Written instruction: Nothing but the lines from the one that contains "the horse's leg" through the end of the listing should appear, set down exactly.

Provided data:

+ + + + + + +

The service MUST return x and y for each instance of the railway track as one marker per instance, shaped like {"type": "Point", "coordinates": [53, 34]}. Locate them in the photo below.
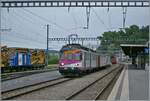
{"type": "Point", "coordinates": [10, 76]}
{"type": "Point", "coordinates": [96, 88]}
{"type": "Point", "coordinates": [6, 95]}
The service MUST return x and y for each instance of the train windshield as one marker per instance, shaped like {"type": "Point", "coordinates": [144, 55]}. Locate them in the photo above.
{"type": "Point", "coordinates": [72, 55]}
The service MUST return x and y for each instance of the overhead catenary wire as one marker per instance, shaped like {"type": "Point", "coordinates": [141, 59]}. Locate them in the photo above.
{"type": "Point", "coordinates": [45, 19]}
{"type": "Point", "coordinates": [20, 20]}
{"type": "Point", "coordinates": [99, 18]}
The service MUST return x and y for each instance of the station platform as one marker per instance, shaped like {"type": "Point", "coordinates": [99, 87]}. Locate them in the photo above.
{"type": "Point", "coordinates": [132, 84]}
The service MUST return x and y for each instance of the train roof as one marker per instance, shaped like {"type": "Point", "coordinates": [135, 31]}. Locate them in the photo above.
{"type": "Point", "coordinates": [76, 46]}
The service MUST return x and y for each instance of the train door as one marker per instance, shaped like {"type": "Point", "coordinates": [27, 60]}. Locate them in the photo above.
{"type": "Point", "coordinates": [84, 59]}
{"type": "Point", "coordinates": [98, 61]}
{"type": "Point", "coordinates": [20, 59]}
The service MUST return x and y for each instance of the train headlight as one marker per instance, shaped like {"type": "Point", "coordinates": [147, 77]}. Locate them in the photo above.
{"type": "Point", "coordinates": [77, 64]}
{"type": "Point", "coordinates": [62, 63]}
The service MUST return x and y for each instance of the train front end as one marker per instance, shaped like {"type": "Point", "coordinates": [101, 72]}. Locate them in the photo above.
{"type": "Point", "coordinates": [70, 62]}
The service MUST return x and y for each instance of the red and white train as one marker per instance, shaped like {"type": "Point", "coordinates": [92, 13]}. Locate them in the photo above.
{"type": "Point", "coordinates": [76, 59]}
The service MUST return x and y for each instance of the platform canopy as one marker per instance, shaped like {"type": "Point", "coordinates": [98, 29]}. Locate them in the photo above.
{"type": "Point", "coordinates": [134, 49]}
{"type": "Point", "coordinates": [75, 3]}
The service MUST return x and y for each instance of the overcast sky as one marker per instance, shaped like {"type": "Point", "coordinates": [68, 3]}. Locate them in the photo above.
{"type": "Point", "coordinates": [28, 25]}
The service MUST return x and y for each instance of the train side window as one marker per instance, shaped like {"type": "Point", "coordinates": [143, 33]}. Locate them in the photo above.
{"type": "Point", "coordinates": [80, 56]}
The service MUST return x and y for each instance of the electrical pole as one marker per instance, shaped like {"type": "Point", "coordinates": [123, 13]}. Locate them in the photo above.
{"type": "Point", "coordinates": [47, 45]}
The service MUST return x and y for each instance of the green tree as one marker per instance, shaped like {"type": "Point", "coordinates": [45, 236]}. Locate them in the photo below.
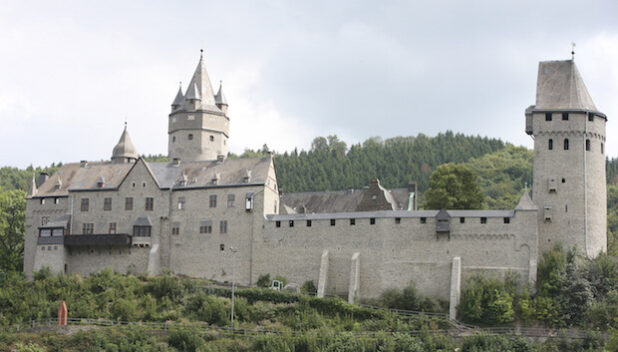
{"type": "Point", "coordinates": [453, 186]}
{"type": "Point", "coordinates": [12, 220]}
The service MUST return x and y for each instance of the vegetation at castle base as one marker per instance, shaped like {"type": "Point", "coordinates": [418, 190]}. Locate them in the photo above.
{"type": "Point", "coordinates": [453, 186]}
{"type": "Point", "coordinates": [570, 292]}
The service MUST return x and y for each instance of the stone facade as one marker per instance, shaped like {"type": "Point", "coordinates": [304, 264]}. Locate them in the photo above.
{"type": "Point", "coordinates": [204, 216]}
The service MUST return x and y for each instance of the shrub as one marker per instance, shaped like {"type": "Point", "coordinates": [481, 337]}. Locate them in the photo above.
{"type": "Point", "coordinates": [263, 280]}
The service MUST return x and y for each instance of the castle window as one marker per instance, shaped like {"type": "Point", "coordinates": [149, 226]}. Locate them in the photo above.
{"type": "Point", "coordinates": [206, 227]}
{"type": "Point", "coordinates": [85, 204]}
{"type": "Point", "coordinates": [107, 204]}
{"type": "Point", "coordinates": [128, 203]}
{"type": "Point", "coordinates": [231, 199]}
{"type": "Point", "coordinates": [87, 228]}
{"type": "Point", "coordinates": [141, 231]}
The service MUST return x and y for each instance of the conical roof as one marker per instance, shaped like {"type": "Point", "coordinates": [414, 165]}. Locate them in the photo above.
{"type": "Point", "coordinates": [179, 97]}
{"type": "Point", "coordinates": [561, 87]}
{"type": "Point", "coordinates": [220, 97]}
{"type": "Point", "coordinates": [124, 148]}
{"type": "Point", "coordinates": [200, 83]}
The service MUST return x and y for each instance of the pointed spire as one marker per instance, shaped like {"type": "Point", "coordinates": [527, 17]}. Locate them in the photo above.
{"type": "Point", "coordinates": [220, 97]}
{"type": "Point", "coordinates": [179, 97]}
{"type": "Point", "coordinates": [124, 151]}
{"type": "Point", "coordinates": [33, 190]}
{"type": "Point", "coordinates": [200, 86]}
{"type": "Point", "coordinates": [560, 86]}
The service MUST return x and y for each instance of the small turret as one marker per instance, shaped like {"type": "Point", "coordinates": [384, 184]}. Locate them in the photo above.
{"type": "Point", "coordinates": [178, 100]}
{"type": "Point", "coordinates": [124, 151]}
{"type": "Point", "coordinates": [220, 99]}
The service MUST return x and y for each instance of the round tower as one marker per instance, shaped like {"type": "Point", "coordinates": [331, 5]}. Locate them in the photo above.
{"type": "Point", "coordinates": [569, 184]}
{"type": "Point", "coordinates": [198, 124]}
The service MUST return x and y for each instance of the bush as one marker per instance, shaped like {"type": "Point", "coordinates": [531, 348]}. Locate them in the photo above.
{"type": "Point", "coordinates": [263, 280]}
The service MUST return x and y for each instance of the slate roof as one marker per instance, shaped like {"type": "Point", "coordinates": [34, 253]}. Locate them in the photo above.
{"type": "Point", "coordinates": [561, 87]}
{"type": "Point", "coordinates": [232, 172]}
{"type": "Point", "coordinates": [336, 201]}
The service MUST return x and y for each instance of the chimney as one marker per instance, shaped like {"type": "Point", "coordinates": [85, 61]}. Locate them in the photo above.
{"type": "Point", "coordinates": [43, 177]}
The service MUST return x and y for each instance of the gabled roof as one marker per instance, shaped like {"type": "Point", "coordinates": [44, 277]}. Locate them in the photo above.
{"type": "Point", "coordinates": [561, 87]}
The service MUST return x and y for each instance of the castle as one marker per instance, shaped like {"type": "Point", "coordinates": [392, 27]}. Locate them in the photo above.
{"type": "Point", "coordinates": [204, 215]}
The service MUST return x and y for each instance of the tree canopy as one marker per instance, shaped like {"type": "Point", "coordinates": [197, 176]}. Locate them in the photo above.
{"type": "Point", "coordinates": [453, 186]}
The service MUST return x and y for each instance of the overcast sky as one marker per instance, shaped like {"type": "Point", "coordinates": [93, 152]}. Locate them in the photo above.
{"type": "Point", "coordinates": [71, 72]}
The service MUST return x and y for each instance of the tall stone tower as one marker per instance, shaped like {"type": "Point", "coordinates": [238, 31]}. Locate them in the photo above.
{"type": "Point", "coordinates": [198, 124]}
{"type": "Point", "coordinates": [569, 185]}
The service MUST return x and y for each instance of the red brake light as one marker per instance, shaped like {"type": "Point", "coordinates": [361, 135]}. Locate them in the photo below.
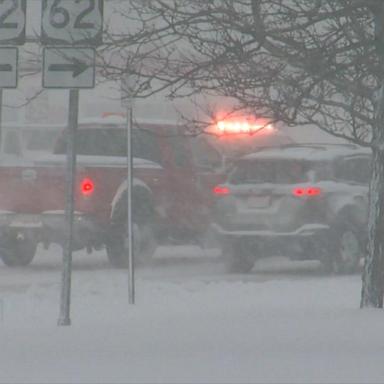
{"type": "Point", "coordinates": [242, 126]}
{"type": "Point", "coordinates": [87, 187]}
{"type": "Point", "coordinates": [309, 191]}
{"type": "Point", "coordinates": [221, 190]}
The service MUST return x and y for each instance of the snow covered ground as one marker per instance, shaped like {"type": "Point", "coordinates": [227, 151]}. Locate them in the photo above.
{"type": "Point", "coordinates": [286, 322]}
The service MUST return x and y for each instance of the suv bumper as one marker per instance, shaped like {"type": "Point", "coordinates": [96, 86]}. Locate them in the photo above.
{"type": "Point", "coordinates": [306, 230]}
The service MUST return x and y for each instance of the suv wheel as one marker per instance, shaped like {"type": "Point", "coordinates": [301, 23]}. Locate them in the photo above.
{"type": "Point", "coordinates": [345, 252]}
{"type": "Point", "coordinates": [239, 256]}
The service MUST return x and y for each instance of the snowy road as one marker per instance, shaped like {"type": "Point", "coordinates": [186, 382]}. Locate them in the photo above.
{"type": "Point", "coordinates": [285, 322]}
{"type": "Point", "coordinates": [174, 264]}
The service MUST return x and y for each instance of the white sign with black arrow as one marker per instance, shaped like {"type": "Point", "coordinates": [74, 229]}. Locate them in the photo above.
{"type": "Point", "coordinates": [69, 68]}
{"type": "Point", "coordinates": [8, 67]}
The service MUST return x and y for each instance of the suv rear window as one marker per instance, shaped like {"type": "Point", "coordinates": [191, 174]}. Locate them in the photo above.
{"type": "Point", "coordinates": [269, 171]}
{"type": "Point", "coordinates": [356, 170]}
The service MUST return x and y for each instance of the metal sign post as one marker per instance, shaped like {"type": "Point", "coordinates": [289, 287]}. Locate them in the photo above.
{"type": "Point", "coordinates": [65, 298]}
{"type": "Point", "coordinates": [131, 264]}
{"type": "Point", "coordinates": [127, 101]}
{"type": "Point", "coordinates": [70, 23]}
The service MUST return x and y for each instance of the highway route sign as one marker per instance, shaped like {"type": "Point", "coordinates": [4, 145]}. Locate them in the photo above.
{"type": "Point", "coordinates": [68, 68]}
{"type": "Point", "coordinates": [72, 22]}
{"type": "Point", "coordinates": [8, 67]}
{"type": "Point", "coordinates": [12, 22]}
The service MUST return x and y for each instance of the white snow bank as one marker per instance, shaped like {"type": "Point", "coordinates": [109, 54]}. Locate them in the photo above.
{"type": "Point", "coordinates": [234, 329]}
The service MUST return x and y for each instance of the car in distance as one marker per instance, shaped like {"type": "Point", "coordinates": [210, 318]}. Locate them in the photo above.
{"type": "Point", "coordinates": [304, 201]}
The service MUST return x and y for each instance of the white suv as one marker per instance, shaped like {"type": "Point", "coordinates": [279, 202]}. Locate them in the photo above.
{"type": "Point", "coordinates": [303, 201]}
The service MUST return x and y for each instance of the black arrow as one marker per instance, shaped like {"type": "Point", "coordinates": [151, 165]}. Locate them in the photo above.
{"type": "Point", "coordinates": [6, 68]}
{"type": "Point", "coordinates": [77, 67]}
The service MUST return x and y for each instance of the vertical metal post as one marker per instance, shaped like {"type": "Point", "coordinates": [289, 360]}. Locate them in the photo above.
{"type": "Point", "coordinates": [65, 299]}
{"type": "Point", "coordinates": [1, 118]}
{"type": "Point", "coordinates": [131, 264]}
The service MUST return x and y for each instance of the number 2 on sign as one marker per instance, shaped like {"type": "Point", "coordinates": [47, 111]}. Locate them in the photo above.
{"type": "Point", "coordinates": [12, 6]}
{"type": "Point", "coordinates": [60, 17]}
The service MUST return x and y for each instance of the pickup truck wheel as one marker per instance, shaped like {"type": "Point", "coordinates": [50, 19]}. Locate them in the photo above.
{"type": "Point", "coordinates": [144, 243]}
{"type": "Point", "coordinates": [239, 256]}
{"type": "Point", "coordinates": [17, 251]}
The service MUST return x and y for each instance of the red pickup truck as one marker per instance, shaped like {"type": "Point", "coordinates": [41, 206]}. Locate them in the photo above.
{"type": "Point", "coordinates": [171, 195]}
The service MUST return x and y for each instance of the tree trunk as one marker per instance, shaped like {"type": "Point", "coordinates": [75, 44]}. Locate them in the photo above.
{"type": "Point", "coordinates": [373, 274]}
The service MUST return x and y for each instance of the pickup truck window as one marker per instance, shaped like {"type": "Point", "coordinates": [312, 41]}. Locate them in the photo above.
{"type": "Point", "coordinates": [112, 142]}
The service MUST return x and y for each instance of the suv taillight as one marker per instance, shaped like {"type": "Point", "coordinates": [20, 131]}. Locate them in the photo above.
{"type": "Point", "coordinates": [306, 191]}
{"type": "Point", "coordinates": [87, 186]}
{"type": "Point", "coordinates": [220, 190]}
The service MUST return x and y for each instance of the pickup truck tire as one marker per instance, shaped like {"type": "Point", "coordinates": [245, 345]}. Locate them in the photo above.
{"type": "Point", "coordinates": [345, 249]}
{"type": "Point", "coordinates": [239, 256]}
{"type": "Point", "coordinates": [144, 239]}
{"type": "Point", "coordinates": [17, 251]}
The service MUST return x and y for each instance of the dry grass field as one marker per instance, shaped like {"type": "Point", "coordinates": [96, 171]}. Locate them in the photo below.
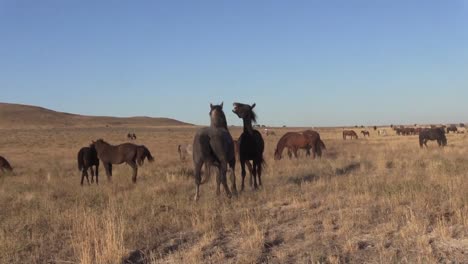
{"type": "Point", "coordinates": [373, 200]}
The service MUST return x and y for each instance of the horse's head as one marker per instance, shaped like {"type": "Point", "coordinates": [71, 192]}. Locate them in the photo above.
{"type": "Point", "coordinates": [245, 111]}
{"type": "Point", "coordinates": [277, 154]}
{"type": "Point", "coordinates": [218, 119]}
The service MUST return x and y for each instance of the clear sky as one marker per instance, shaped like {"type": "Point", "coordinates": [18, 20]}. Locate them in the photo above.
{"type": "Point", "coordinates": [307, 63]}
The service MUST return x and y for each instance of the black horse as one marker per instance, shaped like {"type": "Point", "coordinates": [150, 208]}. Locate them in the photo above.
{"type": "Point", "coordinates": [432, 134]}
{"type": "Point", "coordinates": [87, 158]}
{"type": "Point", "coordinates": [251, 144]}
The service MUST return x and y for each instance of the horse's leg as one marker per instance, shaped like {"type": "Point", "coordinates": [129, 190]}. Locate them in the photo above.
{"type": "Point", "coordinates": [82, 175]}
{"type": "Point", "coordinates": [92, 173]}
{"type": "Point", "coordinates": [254, 172]}
{"type": "Point", "coordinates": [232, 165]}
{"type": "Point", "coordinates": [135, 170]}
{"type": "Point", "coordinates": [259, 173]}
{"type": "Point", "coordinates": [97, 173]}
{"type": "Point", "coordinates": [243, 173]}
{"type": "Point", "coordinates": [222, 175]}
{"type": "Point", "coordinates": [198, 167]}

+ + + + + + +

The output:
The service MUST return x and y for each instance of the horse's leg as one marker per instance, shaped like {"type": "Point", "coordinates": [129, 190]}. Locate them in the photo above.
{"type": "Point", "coordinates": [82, 175]}
{"type": "Point", "coordinates": [92, 173]}
{"type": "Point", "coordinates": [254, 172]}
{"type": "Point", "coordinates": [232, 165]}
{"type": "Point", "coordinates": [135, 170]}
{"type": "Point", "coordinates": [259, 173]}
{"type": "Point", "coordinates": [97, 173]}
{"type": "Point", "coordinates": [243, 173]}
{"type": "Point", "coordinates": [222, 175]}
{"type": "Point", "coordinates": [198, 167]}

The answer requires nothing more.